■ Given instruction
Copy every line of the records below, requests included, and shift both coordinate values in each answer point by -84.

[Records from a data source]
--------
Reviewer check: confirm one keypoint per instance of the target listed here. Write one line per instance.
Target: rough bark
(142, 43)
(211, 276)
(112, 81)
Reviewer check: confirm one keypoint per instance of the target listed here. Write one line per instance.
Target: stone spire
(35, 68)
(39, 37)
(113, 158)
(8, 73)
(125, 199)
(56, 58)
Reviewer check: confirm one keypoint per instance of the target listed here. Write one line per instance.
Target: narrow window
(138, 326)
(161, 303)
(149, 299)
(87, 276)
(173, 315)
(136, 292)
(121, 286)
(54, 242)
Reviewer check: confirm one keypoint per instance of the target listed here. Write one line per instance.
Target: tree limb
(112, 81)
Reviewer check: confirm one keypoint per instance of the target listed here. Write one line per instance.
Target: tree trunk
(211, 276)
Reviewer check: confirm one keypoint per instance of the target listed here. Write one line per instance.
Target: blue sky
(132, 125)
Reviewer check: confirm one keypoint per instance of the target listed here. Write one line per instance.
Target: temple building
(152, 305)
--------
■ Output of the exercise
Reviewer check: confirm one keypoint per instance of the target listed here. Write one line per instance.
Target: rough bark
(58, -41)
(127, 192)
(28, -3)
Reviewer check: confirm one keypoint per instance of the target listed here. Write one line per instance.
Target: stone spire
(-49, -16)
(-45, -47)
(29, 74)
(-76, -11)
(41, 115)
(-28, -26)
Reviewer check: confirm one keypoint per instance of the target listed here. Write one line per instance.
Target: narrow window
(54, 242)
(77, 219)
(65, 215)
(3, 192)
(89, 231)
(52, 208)
(37, 202)
(-30, 158)
Reviewer check: confirm one keypoint per instance of the target listed here. Write one line per instance.
Target: tree limb
(28, -3)
Reviewer check: confirm one keypoint per instance of the target listed here. Write one line per instance.
Target: tree trunk
(127, 192)
Reviewer check: confirm one keypoint per instance of the target listed here. Write one line per instance.
Target: blue sky
(48, 41)
Reviewer check: confirm one keypoint per instance of the target listed here. Write one line per instance.
Target: temple building
(68, 221)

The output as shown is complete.